- _TEXTO PARA LEER_
◇ ◇ ◇
El primer lanzamiento
de la Mondragón respondió al empeño de dos personas ajenas al grupo, que
creyeron en él y le facilitaron sus primeros trabajos en Madrid y la grabación
de su primer disco. El primero de ellos fue el poeta, personaje de la vida
cultural madrileña y a la sazón crítico musical de la revista Triunfo, Eduardo Haro Ibars, que se ocuparía de
escribir los textos del primer disco y del primer espectáculo. El otro fue el
también periodista Julián Ruiz, que
produjo los dos primeros discos del conjunto y que les abrió las puertas del
éxito, facilitando las grabaciones y sacándolos del País Vasco.
No obstante, la
figura básica del grupo es su cantante Javier
Gurruchaga. Mucho se ha hablado sobre el papel del líder en las bandas de
rock y de música popular en general. Resulta difícil distinguir, cuando un
grupo tiene un éxito como el de la Orquesta Mondragón, quién es el máximo
responsable, y es cierto que, a pesar de ciertas acusaciones de irregularidad,
la banda ha mantenido siempre un equipo bastante estable de miembros y
colaboradores. Desde el poco hablador Popotxo,
siempre silencioso y travestido de mil personajes diferentes, hasta el
guitarrista Jaime Stinus y el bajista
José Luis Doufourg, pasando por los
colaboradores habituales de Gurruchaga
en las letras, Fernando González de
Canales, responsable también del diseño de algunas de las carpetas, y Luis Alberto de Cuenca. Está pues
garantizado el trabajo en equipo, la consideración de que la Orquesta Mondragón es un conjunto y no
únicamente un cantante acompañado por músicos, pero lo cierto es que Javier Gurruchaga le da a la Orquesta Mondragón la imagen y la
ideología, y probablemente sin él no existiría el grupo. Las cosas son así, y
hay más de un ejemplo en el mundo como para que nos permitamos dudarlo.
◇ ◇ ◇
- _OBJETIVO DE LA TAREA_
Copia sin cambios el trozo del texto para leer que empieza con las palabras "El primer lanzamiento" y termina después de "del País Vasco.".

- _MATERIAL DE PARTIDA_
◇ ◇ ◇
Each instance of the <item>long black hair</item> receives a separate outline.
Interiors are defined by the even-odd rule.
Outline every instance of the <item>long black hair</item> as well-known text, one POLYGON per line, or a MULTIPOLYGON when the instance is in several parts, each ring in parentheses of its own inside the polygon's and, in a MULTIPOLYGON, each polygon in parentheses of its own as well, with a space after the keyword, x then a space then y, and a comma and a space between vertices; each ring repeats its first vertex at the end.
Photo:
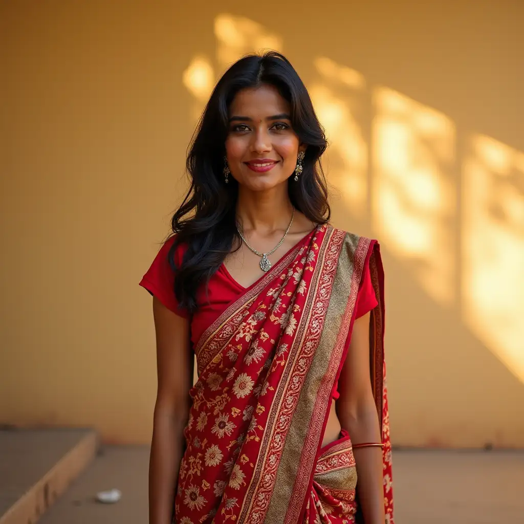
◇ ◇ ◇
- _RESPUESTA A CONTINUACIÓN_
El primer lanzamiento
de la Mondragón respondió al empeño de dos personas ajenas al grupo, que
creyeron en él y le facilitaron sus primeros trabajos en Madrid y la grabación
de su primer disco. El primero de ellos fue el poeta, personaje de la vida
cultural madrileña y a la sazón crítico musical de la revista Triunfo, Eduardo Haro Ibars, que se ocuparía de
escribir los textos del primer disco y del primer espectáculo. El otro fue el
también periodista Julián Ruiz, que
produjo los dos primeros discos del conjunto y que les abrió las puertas del
éxito, facilitando las grabaciones y sacándolos del País Vasco.